### TO BE DONE
Take the line that contains "of the kitchen" as the first line and the final line of the records as the last; return exactly those lines and the lines between.

Stored data:

+-------+

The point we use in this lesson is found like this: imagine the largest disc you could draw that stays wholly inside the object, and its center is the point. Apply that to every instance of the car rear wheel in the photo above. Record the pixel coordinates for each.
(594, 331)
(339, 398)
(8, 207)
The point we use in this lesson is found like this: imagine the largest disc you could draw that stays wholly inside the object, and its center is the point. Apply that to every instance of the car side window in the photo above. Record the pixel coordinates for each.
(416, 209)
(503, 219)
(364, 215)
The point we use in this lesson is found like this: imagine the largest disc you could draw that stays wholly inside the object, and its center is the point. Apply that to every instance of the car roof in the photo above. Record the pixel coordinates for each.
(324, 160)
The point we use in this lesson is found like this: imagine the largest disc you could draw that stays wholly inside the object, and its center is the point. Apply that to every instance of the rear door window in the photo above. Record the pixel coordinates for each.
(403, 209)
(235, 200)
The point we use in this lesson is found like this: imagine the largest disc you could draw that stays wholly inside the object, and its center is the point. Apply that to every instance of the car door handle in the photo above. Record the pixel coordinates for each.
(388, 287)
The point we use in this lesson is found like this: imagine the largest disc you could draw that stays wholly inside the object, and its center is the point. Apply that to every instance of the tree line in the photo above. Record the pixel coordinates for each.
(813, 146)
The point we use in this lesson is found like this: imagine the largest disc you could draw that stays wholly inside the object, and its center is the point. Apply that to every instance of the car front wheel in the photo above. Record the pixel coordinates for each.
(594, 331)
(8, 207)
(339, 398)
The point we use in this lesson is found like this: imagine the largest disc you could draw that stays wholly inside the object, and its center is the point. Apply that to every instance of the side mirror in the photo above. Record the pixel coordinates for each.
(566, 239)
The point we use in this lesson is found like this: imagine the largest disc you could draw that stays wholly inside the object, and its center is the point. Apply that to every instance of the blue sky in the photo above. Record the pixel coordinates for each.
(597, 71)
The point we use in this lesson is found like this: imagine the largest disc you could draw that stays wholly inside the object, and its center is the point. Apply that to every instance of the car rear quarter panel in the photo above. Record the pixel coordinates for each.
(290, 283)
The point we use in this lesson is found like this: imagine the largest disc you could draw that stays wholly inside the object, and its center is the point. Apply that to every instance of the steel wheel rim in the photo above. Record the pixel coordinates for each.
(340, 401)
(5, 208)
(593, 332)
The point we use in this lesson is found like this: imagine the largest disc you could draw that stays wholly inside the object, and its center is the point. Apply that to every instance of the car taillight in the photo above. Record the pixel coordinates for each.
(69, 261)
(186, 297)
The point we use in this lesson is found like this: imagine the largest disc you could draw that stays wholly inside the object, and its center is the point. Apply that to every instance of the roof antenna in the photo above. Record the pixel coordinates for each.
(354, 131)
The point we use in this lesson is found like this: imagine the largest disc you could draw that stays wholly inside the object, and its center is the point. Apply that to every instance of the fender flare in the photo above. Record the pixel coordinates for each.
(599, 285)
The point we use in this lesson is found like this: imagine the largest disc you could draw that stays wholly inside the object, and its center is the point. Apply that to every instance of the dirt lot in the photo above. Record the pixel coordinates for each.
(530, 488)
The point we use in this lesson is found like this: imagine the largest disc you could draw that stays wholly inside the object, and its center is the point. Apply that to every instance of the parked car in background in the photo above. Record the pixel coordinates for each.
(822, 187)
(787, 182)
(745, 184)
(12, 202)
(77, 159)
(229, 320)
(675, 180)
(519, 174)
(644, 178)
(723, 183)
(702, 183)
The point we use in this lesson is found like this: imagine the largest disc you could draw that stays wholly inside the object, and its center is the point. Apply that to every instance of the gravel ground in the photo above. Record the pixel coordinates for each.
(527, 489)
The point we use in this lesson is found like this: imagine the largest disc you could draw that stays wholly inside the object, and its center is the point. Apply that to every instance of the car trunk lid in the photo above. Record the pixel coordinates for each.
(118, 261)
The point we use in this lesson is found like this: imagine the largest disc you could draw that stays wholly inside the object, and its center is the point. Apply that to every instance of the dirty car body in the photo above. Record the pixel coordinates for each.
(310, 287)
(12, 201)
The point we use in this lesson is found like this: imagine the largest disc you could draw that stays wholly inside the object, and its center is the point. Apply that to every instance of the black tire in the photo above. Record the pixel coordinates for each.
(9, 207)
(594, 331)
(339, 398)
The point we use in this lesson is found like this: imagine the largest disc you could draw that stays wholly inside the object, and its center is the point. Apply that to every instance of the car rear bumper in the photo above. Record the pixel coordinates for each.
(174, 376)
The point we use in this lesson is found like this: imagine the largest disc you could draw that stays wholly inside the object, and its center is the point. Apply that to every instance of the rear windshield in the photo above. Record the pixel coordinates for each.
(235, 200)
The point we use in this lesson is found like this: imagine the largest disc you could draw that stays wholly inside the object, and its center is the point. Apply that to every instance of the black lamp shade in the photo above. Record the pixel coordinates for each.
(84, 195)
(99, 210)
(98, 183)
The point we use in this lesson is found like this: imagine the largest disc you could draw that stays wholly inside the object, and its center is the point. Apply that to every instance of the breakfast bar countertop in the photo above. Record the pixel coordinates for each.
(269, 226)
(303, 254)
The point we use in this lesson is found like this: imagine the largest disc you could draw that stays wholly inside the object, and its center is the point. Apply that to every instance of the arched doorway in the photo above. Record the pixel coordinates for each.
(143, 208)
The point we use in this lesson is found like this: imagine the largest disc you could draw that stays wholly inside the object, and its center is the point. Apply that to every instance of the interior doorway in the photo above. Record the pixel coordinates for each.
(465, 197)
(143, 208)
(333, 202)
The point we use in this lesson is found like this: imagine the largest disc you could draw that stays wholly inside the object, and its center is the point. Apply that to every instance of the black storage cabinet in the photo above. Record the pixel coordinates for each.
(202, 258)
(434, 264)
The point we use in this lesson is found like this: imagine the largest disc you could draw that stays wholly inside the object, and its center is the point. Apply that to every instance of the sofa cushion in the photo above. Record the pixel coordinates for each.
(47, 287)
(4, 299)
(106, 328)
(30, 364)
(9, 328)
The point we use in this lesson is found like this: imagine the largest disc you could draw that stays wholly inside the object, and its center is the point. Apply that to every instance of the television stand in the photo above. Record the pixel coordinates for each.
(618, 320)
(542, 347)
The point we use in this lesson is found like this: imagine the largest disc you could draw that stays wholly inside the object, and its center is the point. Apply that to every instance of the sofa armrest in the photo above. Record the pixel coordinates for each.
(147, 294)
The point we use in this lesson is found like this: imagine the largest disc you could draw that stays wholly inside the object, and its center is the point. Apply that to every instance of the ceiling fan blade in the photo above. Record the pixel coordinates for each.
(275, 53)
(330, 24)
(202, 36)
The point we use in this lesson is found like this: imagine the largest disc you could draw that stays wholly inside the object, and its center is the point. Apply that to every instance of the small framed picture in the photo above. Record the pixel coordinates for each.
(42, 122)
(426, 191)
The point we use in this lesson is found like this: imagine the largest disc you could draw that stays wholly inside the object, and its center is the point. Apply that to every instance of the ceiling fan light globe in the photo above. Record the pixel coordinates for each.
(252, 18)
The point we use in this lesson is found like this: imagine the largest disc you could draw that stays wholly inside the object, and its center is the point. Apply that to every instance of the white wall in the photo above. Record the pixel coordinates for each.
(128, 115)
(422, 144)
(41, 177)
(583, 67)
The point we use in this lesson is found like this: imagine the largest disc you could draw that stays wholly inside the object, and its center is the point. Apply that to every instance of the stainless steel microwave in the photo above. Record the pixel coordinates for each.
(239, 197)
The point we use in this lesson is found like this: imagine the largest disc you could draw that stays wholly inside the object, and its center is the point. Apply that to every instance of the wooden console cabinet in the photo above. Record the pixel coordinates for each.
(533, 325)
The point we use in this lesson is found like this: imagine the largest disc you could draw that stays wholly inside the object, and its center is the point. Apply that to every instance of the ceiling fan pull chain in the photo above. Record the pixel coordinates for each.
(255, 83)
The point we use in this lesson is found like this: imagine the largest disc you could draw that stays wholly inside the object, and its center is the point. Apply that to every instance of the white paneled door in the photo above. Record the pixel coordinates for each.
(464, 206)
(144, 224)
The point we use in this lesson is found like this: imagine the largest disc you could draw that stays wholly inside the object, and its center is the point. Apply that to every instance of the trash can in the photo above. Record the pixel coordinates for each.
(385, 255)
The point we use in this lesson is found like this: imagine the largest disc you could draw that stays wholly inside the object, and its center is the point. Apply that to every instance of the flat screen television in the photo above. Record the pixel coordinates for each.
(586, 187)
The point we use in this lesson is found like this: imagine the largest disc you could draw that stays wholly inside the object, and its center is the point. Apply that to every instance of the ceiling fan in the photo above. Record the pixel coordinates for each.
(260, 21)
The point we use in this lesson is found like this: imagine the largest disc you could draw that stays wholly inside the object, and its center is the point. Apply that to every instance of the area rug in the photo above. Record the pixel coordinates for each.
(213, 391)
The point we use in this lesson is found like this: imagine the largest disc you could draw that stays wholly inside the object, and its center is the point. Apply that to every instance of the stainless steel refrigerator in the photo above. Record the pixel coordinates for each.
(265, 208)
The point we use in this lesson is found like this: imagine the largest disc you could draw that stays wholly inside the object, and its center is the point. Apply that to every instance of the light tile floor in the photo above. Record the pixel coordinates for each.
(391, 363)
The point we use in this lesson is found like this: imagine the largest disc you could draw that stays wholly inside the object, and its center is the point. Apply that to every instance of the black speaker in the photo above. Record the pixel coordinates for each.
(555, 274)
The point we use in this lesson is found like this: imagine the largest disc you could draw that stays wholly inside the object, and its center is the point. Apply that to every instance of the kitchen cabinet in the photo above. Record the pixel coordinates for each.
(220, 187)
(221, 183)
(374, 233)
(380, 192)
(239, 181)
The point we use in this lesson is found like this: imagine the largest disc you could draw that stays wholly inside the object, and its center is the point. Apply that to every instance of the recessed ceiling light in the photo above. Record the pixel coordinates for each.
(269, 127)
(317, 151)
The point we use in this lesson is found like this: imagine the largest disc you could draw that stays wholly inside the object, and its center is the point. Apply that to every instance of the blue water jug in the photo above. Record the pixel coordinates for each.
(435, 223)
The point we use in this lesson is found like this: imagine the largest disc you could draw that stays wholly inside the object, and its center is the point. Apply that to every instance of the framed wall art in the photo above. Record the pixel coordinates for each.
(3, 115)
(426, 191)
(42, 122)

+-------+

### SOLUTION FOR THIS PROBLEM
The point we use in this lesson is found like this: imagine the largest disc you could draw that stays wholly inside the object, and its center is the point. Apply that to every instance of the kitchen cabinet in the photo above. Record the pixel coordinates for each.
(220, 187)
(221, 183)
(374, 233)
(380, 192)
(239, 181)
The point we use in this lesson is found like this: imagine the largest disc you could draw that stays wholly inside the object, and its center is the point. Apply that to every instance of the recessed ceiling light in the photo above. Record the pixel coordinates for each.
(269, 127)
(317, 151)
The point we use in this lesson is found like this: imagine the largest disc you could draw that stays wholly inside the object, and its center is the point. Apply that to every instance of the blue water jug in the photo above. Record the pixel coordinates for each.
(435, 223)
The point we use in this lesson is found like this: imagine the largest disc you could draw that stays wholly inside the object, and its center is the point. Apply that to every instance of the framed wall art in the photo above. Record the pixel coordinates for each.
(3, 115)
(426, 191)
(42, 122)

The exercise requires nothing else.